● TASK STATEMENT
In the entries that follow, how many lines contain "Category"? Please reply with only the number.
DATA FOR THIS EXERCISE section start
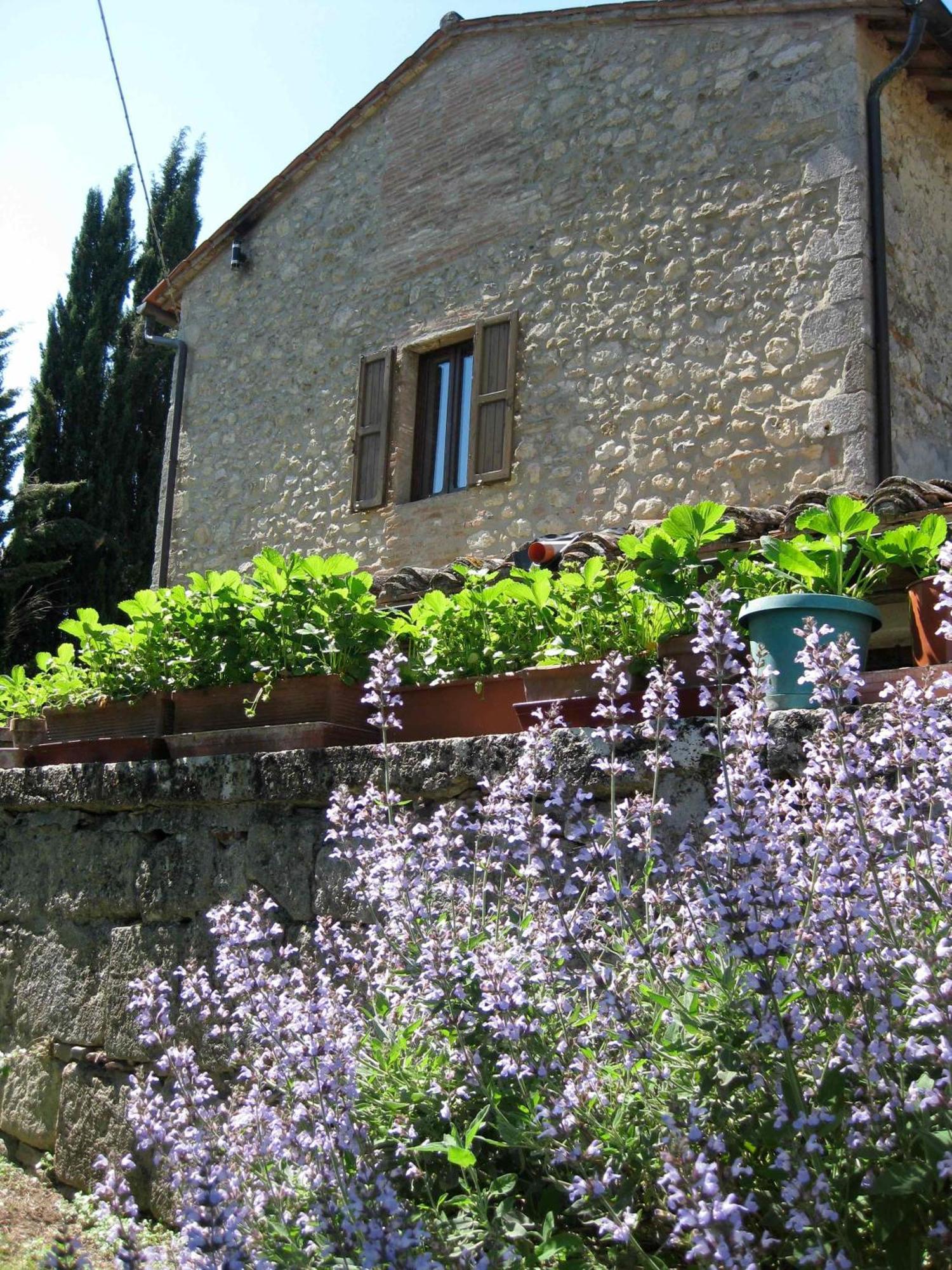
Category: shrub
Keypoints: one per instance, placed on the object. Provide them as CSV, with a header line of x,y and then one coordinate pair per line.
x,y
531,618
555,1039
DATA FOR THIS EXERCISE section end
DATA FOR THIS EXERCISE section start
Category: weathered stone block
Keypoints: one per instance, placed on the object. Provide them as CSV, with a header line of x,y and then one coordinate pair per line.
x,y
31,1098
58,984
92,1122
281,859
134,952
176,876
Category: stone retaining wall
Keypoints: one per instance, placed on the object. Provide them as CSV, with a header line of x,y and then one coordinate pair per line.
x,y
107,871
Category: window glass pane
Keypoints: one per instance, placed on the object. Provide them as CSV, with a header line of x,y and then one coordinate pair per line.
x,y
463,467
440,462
DATA FOR THIS EXERCISE section end
● OUTPUT
4